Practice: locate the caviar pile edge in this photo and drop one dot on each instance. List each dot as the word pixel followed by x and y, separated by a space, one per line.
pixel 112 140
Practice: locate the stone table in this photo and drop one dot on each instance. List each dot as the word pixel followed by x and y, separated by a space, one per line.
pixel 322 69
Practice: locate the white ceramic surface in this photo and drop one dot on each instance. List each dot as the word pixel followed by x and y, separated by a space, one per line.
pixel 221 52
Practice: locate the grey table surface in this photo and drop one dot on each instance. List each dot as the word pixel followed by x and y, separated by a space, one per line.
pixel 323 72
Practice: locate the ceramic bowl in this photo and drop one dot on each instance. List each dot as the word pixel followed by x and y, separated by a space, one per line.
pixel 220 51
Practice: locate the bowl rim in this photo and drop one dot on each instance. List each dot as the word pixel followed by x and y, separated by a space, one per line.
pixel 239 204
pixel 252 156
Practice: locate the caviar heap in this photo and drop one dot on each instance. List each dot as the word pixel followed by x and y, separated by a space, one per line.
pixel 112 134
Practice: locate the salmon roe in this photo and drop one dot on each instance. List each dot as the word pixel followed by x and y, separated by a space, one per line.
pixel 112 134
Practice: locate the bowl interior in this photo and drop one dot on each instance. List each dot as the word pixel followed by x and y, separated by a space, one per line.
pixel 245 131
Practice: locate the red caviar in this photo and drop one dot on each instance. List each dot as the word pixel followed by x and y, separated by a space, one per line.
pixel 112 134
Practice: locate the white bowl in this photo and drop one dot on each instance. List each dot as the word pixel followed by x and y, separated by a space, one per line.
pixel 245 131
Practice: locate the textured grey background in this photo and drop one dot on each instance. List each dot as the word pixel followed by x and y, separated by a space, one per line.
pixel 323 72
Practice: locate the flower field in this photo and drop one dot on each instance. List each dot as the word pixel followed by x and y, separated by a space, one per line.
==============================
Set out everything in the material above, from the line containing "Practice: locate the stone" down to the line containing "pixel 220 51", both included, as a numbered list with blank lines left out.

1. Practice: locate the stone table in this photo and drop one dot on each instance. List each dot as the word pixel followed by x and y, separated by a space, one per line.
2. pixel 322 69
3. Practice: locate the white ceramic surface in this photo and drop one dot on each instance. List each dot as the word pixel followed by x and y, separated by a space, one per line.
4. pixel 221 52
5. Practice: locate the grey table surface in this photo and drop one dot on each instance. List each dot as the word pixel followed by x and y, separated by a space, one per line.
6. pixel 323 72
7. Practice: locate the ceramic bowl in this photo and drop one dot on each instance. List each dot as the word pixel followed by x and y, separated by a space, one per line.
8. pixel 220 51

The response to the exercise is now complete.